-------- Given records
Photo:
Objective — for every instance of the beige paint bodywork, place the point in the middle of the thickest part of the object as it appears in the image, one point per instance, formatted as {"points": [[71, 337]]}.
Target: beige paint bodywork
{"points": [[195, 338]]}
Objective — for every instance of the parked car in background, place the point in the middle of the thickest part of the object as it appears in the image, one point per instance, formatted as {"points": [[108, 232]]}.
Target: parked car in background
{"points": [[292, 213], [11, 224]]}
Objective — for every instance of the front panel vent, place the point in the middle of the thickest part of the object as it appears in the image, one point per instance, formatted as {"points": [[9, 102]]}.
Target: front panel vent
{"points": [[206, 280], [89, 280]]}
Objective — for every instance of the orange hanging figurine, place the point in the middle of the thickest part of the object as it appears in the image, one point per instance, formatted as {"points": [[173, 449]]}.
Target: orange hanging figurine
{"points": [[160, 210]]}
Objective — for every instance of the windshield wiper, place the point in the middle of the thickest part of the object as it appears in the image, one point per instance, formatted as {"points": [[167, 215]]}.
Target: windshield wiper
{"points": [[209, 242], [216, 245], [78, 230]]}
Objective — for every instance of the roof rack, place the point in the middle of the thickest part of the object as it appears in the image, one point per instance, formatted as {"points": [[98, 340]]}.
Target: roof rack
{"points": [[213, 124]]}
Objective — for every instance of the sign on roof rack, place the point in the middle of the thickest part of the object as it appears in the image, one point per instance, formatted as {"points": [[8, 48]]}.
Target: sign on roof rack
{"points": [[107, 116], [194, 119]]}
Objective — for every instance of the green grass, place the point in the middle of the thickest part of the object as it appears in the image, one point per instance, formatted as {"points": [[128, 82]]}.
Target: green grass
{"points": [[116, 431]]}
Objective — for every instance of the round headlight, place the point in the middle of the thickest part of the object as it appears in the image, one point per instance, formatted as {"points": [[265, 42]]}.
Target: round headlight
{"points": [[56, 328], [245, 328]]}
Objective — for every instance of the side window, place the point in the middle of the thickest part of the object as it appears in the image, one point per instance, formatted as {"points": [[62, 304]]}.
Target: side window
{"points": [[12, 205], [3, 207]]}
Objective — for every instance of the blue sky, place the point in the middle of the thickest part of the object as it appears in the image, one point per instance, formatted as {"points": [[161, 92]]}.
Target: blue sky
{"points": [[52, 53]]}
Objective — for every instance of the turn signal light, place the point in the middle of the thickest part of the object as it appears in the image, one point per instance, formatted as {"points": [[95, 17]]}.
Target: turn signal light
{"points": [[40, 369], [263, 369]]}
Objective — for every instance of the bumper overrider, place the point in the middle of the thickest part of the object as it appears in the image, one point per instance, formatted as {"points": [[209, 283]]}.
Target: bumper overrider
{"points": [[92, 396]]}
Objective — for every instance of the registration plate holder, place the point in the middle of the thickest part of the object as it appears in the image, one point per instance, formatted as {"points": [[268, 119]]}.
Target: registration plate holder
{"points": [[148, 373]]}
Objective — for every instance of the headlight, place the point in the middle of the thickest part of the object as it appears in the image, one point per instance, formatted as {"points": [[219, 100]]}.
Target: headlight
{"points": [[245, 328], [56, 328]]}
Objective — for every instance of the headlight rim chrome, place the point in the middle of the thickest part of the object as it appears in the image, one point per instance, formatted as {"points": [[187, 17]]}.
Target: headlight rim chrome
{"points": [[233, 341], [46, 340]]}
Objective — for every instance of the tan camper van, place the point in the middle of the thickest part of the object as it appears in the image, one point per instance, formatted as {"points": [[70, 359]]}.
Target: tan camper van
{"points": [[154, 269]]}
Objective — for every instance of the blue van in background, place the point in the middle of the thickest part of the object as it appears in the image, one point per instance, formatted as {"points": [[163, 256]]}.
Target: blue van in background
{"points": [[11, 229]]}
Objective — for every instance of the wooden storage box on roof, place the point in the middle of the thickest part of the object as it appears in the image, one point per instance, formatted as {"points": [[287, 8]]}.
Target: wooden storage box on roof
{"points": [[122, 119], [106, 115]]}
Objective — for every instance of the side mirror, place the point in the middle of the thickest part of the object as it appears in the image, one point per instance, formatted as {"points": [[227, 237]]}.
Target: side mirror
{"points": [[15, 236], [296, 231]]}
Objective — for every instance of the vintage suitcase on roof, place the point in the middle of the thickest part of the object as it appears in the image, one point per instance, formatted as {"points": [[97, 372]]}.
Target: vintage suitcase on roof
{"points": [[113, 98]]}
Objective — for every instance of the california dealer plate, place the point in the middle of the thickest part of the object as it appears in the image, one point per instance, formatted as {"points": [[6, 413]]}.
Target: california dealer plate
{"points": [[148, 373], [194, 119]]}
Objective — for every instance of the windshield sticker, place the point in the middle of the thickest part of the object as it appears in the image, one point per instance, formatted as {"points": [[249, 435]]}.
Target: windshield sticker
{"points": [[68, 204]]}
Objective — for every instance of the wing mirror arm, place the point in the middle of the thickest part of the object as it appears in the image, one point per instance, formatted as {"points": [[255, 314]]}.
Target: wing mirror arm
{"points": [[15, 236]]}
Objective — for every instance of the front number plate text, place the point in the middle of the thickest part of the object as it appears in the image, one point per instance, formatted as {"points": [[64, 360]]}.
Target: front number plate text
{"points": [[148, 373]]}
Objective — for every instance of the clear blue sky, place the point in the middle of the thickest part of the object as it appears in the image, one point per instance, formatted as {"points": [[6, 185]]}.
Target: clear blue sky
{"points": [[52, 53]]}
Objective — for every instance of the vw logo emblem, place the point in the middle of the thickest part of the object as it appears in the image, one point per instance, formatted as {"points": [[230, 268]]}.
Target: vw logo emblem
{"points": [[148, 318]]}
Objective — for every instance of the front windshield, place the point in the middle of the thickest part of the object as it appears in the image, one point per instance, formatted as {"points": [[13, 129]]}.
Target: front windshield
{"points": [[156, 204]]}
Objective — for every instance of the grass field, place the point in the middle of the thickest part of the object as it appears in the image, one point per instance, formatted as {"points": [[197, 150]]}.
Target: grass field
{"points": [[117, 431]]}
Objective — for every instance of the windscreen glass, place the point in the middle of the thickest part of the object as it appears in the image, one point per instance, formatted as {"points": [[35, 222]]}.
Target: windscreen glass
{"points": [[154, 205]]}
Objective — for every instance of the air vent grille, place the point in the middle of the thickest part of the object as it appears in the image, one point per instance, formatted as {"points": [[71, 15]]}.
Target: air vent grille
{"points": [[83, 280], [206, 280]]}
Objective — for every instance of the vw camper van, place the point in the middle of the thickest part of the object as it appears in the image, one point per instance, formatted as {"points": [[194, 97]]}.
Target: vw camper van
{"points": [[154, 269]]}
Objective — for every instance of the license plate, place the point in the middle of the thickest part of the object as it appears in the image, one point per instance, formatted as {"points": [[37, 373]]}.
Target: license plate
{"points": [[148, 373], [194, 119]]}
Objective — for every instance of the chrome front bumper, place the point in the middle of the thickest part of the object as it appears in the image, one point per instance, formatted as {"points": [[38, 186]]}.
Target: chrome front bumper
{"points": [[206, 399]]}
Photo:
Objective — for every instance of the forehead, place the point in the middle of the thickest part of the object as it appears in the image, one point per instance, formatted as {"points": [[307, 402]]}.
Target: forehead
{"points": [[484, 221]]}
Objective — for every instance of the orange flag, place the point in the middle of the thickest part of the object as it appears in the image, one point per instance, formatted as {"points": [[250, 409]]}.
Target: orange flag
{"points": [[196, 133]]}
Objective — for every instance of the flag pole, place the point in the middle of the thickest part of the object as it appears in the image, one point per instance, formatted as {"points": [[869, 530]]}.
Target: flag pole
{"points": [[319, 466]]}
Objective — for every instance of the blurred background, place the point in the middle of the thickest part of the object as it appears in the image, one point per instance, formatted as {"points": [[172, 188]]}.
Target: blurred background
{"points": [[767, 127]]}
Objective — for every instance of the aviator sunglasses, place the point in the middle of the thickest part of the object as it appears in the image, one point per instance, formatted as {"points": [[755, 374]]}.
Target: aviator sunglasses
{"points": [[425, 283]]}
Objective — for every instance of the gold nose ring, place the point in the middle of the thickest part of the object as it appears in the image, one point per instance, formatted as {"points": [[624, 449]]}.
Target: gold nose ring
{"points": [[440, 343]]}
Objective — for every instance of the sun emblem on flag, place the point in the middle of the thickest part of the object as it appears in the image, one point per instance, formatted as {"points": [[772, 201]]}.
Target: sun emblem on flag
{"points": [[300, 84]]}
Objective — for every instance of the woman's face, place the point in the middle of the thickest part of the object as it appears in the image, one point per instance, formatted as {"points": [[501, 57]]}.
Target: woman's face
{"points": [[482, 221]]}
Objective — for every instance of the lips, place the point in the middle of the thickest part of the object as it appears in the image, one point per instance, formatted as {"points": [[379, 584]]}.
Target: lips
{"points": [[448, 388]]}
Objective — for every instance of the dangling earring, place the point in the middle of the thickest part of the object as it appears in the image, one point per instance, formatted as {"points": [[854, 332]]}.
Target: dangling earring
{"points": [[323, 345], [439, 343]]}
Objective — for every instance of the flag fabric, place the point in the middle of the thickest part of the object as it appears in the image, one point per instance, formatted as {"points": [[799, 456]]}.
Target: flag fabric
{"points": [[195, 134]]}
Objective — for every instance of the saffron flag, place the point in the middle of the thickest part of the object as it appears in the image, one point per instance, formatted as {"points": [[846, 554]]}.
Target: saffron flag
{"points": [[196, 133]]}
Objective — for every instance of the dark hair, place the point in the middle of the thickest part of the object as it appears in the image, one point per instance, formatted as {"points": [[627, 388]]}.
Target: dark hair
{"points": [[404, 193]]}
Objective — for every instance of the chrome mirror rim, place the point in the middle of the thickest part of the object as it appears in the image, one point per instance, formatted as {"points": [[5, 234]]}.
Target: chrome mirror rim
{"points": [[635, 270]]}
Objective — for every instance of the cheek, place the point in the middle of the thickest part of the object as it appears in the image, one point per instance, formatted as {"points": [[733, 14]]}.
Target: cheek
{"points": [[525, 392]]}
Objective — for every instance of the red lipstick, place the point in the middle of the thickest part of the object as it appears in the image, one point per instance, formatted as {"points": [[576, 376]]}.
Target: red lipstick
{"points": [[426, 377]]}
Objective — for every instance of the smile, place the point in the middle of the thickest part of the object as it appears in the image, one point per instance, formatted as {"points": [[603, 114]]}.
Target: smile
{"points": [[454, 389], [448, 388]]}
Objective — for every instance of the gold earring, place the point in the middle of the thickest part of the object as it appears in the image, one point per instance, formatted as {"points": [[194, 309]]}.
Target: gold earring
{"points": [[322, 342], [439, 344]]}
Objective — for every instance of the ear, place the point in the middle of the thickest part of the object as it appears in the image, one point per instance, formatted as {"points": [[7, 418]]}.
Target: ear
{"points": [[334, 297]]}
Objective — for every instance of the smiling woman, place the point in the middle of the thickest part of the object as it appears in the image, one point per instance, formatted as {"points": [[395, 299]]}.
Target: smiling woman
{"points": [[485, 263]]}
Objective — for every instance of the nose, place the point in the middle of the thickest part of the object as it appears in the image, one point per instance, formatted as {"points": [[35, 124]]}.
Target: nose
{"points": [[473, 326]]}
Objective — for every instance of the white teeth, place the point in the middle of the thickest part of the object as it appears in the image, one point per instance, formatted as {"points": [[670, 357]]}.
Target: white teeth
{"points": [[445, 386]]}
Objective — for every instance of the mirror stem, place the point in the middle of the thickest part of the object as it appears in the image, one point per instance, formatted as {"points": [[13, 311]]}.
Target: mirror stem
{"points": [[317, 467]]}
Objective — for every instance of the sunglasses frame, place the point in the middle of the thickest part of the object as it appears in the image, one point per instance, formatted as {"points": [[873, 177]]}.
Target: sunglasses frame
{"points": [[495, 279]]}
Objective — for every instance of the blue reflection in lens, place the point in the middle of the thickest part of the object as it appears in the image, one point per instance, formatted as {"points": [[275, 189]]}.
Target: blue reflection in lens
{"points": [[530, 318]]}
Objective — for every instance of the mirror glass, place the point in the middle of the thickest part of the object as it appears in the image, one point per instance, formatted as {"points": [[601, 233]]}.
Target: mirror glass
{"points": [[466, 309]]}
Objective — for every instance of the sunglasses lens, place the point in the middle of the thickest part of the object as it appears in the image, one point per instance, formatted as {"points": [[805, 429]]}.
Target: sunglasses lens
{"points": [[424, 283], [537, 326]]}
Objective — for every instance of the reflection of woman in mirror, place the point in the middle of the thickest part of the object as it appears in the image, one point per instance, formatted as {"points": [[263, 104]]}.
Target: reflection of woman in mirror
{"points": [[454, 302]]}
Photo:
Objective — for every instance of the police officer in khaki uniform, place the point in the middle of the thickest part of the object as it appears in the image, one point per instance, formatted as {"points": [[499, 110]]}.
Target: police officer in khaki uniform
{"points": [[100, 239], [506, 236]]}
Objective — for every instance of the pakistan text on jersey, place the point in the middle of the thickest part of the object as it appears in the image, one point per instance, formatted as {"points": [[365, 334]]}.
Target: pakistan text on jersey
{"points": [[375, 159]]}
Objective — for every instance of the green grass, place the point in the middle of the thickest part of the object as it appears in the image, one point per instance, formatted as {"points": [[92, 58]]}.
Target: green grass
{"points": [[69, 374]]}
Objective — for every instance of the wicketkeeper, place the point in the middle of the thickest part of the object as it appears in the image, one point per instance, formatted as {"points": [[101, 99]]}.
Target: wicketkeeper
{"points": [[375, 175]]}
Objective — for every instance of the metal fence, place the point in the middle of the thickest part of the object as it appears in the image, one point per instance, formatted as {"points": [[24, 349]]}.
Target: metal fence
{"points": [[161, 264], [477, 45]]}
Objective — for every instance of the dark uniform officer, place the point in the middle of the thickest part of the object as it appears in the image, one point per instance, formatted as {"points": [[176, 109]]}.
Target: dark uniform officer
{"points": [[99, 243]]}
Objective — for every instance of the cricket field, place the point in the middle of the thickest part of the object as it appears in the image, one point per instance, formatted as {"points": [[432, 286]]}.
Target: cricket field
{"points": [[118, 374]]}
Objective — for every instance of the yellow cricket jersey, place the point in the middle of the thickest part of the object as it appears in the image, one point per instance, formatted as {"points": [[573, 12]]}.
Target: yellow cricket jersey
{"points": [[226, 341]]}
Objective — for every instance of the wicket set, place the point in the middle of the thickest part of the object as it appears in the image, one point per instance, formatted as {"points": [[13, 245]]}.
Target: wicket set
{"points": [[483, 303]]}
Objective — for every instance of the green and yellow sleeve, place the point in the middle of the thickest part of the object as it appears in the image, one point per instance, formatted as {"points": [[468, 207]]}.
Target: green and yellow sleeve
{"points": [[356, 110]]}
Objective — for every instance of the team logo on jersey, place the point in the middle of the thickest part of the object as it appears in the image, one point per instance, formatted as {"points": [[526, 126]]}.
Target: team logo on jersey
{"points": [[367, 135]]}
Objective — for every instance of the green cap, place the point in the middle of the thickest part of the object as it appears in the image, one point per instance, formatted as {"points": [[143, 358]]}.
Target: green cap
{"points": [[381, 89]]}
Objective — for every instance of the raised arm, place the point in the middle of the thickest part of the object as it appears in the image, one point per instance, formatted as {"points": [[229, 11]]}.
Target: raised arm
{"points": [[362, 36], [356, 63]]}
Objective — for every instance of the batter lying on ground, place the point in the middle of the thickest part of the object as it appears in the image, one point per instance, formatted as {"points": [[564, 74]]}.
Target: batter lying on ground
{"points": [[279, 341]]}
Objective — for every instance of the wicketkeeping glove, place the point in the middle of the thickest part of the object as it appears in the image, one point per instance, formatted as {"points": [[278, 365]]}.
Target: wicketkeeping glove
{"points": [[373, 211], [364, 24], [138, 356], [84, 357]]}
----------------
*Directions for this task*:
Return the span of lines in the data above that opens at the line with "Target: dangling earring" and closes at the line with "Objective — for every instance of the red", exactly, ends included, nothing else.

*Result below*:
Target: dangling earring
{"points": [[323, 345], [439, 343]]}
Objective — for every instance of the flag fabric, place the point in the middle of the thickest part of the object as it appears in the image, one point per instance, formatted as {"points": [[799, 456]]}.
Target: flag fabric
{"points": [[195, 134]]}
Objective — for every instance of the saffron flag, place the point in the middle of the thickest part of the object as it appears in the image, one point per instance, formatted as {"points": [[846, 554]]}.
Target: saffron flag
{"points": [[196, 133]]}
Objective — for every instance of the dark hair, place the point in the middle of the thickest part of the object as it appears in the image, one point per instance, formatted as {"points": [[627, 388]]}.
Target: dark hair
{"points": [[404, 193]]}
Objective — for every instance of the chrome mirror rim, place the point in the middle of the thickest part of the object as it appears in the image, one point per instance, formatted as {"points": [[5, 234]]}.
Target: chrome mirror rim
{"points": [[635, 270]]}
Objective — for every instance of the cheek, place the point in the middle of the thickest part of the object as it appears in the image, one point per instance, formatted as {"points": [[733, 14]]}.
Target: cheek
{"points": [[525, 392]]}
Objective — for every instance of the red lipstick, place the point in the middle of the thickest part of the object as it appears in the image, one point per instance, formatted as {"points": [[576, 376]]}.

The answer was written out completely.